**WHAT IS NEEDED:**
Please extend the forum thread about finding an artist for t-shirt designs, picking up right after its last line.

─── SOURCE PASSAGE ───

# Need an Artist



## jengland264 (May 31, 2017)

Okay guys... so I have some t-shirts that I have made but the design on them just isn't exactly what I am wanting. The artist I have can't do what I am looking for, so I was wondering if anyone knows someone or maybe you can help me. I am going to attach my shirts, and then I will attach the shirts with the type of designs I'm looking for. Classy, preppy, southern. Here are my top brands of t-shirts that I like the most

Southern Marsh
Southern Fried Cotton
Southern tide 
Vineyard Vines

These companies all have the look in going for. All I need is an Artist. My shirts are Godly based but I find the designs on these companies amazing and I can still incorporate and scripture of some sort with them


----------



## mikeacg (Mar 4, 2016)

Where are you based? Might be able to do some long distance back and forth...


----------



## NoXid (Apr 4, 2011)

You need more than an artist. You also need a DTG or the budget to cover a 6-color print run ... at least judging by the shirts that you like. Don't underestimate *simple but well executed*, it sells.

Most of my own designs include some text and related graphical element. There is very definitely a practical limit to how many words you can sling on a shirt (at a suitably readable size) and still have room for supporting art. True, one can sometimes form the art form the words themselves, but it's a gimmick that has its own limitations.

People buy niche/topical shirts because of their affinity for that topic and to express to others that it matters to them. Good art certainly helps, but it is the message that matters ... more so in your case than most.


----------



## jengland264 (May 31, 2017)

NoXid said:


> You need more than an artist. You also need a DTG or the budget to cover a 6-color print run ... at least judging by the shirts that you like. Don't underestimate *simple but well executed*, it sells.
> 
> Most of my own designs include some text and related graphical element. There is very definitely a practical limit to how many words you can sling on a shirt (at a suitably readable size) and still have room for supporting art. True, one can sometimes form the art form the words themselves, but it's a gimmick that has its own limitations.
> 
> People buy niche/topical shirts because of their affinity for that topic and to express to others that it matters to them. Good art certainly helps, but it is the message that matters ... more so in your case than most.




Well, I have a company in Los Angeles who does the printing of my t-shirts. One of these days I will produce my own fabrics and have my own printing team, but for now I have to outsource. 

I understand what you are saying though but I do believe it is possible. But yes in my case, the message is what is really important compared to most others. Although, at the same time I would like to have some graphics go along with the wording. Even if I didn't have graphics, I still am limited to the amount of words I use because to many words will lose someone's interest in trying to figure out what it says. Short and to the point, but makes it very clear to them what my message is, is what I am aiming for. To open someone's eyes and to make a difference 


Sent from my iPhone using Tapatalk


----------



## nzg (Feb 9, 2008)

─── MATERIAL PROVIDED ───

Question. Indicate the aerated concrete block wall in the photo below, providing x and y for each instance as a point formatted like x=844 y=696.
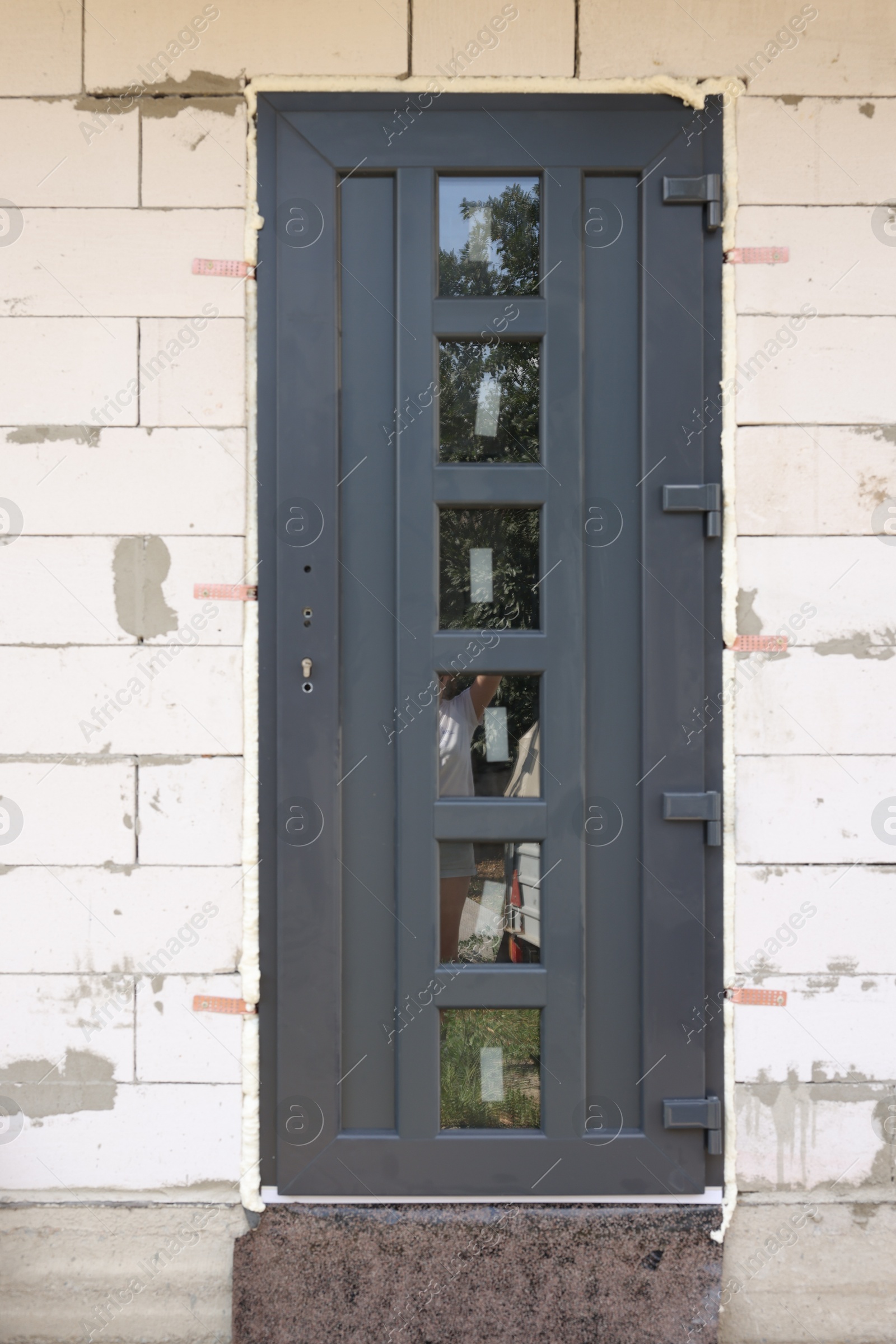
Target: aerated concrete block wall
x=124 y=483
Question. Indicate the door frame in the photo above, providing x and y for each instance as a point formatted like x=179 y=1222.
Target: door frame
x=268 y=629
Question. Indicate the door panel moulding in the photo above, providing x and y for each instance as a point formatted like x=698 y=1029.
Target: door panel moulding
x=692 y=95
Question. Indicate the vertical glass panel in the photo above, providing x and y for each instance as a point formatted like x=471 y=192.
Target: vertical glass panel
x=488 y=236
x=489 y=741
x=491 y=1068
x=489 y=569
x=491 y=901
x=489 y=401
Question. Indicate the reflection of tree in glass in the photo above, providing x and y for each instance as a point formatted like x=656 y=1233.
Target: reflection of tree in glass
x=514 y=369
x=464 y=1033
x=512 y=536
x=512 y=221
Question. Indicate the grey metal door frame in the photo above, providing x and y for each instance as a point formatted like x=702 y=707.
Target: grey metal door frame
x=617 y=987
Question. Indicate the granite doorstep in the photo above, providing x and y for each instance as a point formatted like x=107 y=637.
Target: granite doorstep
x=456 y=1275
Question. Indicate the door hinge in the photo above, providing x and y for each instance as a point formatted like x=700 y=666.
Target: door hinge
x=696 y=191
x=695 y=499
x=695 y=1113
x=696 y=807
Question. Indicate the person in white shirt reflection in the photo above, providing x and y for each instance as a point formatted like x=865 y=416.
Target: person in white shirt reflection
x=460 y=715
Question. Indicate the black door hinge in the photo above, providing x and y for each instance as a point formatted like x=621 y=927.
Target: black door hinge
x=696 y=807
x=695 y=1113
x=695 y=499
x=696 y=191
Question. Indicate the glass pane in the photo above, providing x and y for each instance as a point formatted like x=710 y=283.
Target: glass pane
x=488 y=236
x=491 y=901
x=488 y=401
x=489 y=569
x=491 y=1068
x=489 y=741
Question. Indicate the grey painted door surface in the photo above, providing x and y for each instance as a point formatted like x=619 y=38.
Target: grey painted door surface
x=484 y=350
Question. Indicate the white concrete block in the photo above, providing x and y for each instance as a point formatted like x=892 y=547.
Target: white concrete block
x=809 y=703
x=113 y=590
x=62 y=1262
x=100 y=920
x=844 y=577
x=45 y=1049
x=81 y=152
x=833 y=371
x=194 y=152
x=827 y=1282
x=813 y=810
x=837 y=263
x=176 y=1045
x=66 y=813
x=123 y=263
x=816 y=918
x=802 y=1136
x=120 y=702
x=41 y=49
x=86 y=359
x=470 y=39
x=53 y=472
x=58 y=592
x=833 y=1029
x=191 y=813
x=204 y=52
x=841 y=50
x=813 y=480
x=814 y=151
x=199 y=385
x=155 y=1136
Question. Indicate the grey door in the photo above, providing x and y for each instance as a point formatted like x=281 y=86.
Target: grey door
x=484 y=350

───

**RESULT:**
Please have a look at a few samples here:
https://sites.google.com/site/nzgart/illustration

If interested - drop a line to:
[email protected]


----------



## hotrod937 (Nov 15, 2013)

Not to bag but some of those designs are very busy looking and can loose peoples interest. Also a few of the colors clash and in one design you can see the artist used a bad "image trace" in Illustrator. 

Finding an artist to design a shirt is tough. I know a guy who charges 1200 for a shirt design. I have seen small companies pay 20 grand for logo work. You have to know what you want and then structure your plan to attain that goal with the available resources, money and time. Why can't your print shop do the design work or recommend someone who can? Also keep in mind that a shirt designer or artist must understand the very complex world or printing. What is even possible to be printed and how the design must fit into these parameters. I have had people bring me really amazing work from local artist friends of ours and it was essentially impossible to print because of the shading and detail. Sure you could do a transfer but that's not what they wanted. 

Sounds like you want to create your own line. Start simple. Work your way up from there. Either learn how to make your own designs or dig deep and find someone who is willing to do the hard and technical work required but that is not going to be cheap.


----------



## nzg (Feb 9, 2008)

No, actually I am full on freelance art. No need to start my own line! Tees are poor man's canvas - just work I do when the fit is good. Editorial art/illustration, etc. = most of my endeavors. 
Good luck - you need someone who you can bang out this simple stuff!


----------



## Viper Graphics (Mar 28, 2009)

nzg said:


> Tees are poor man's canvas


Are you talking from the artists perspective or the customers?


----------



## nzg (Feb 9, 2008)

Artists' perspective, of course! Its a medium where there is always work. Everyone wears tees!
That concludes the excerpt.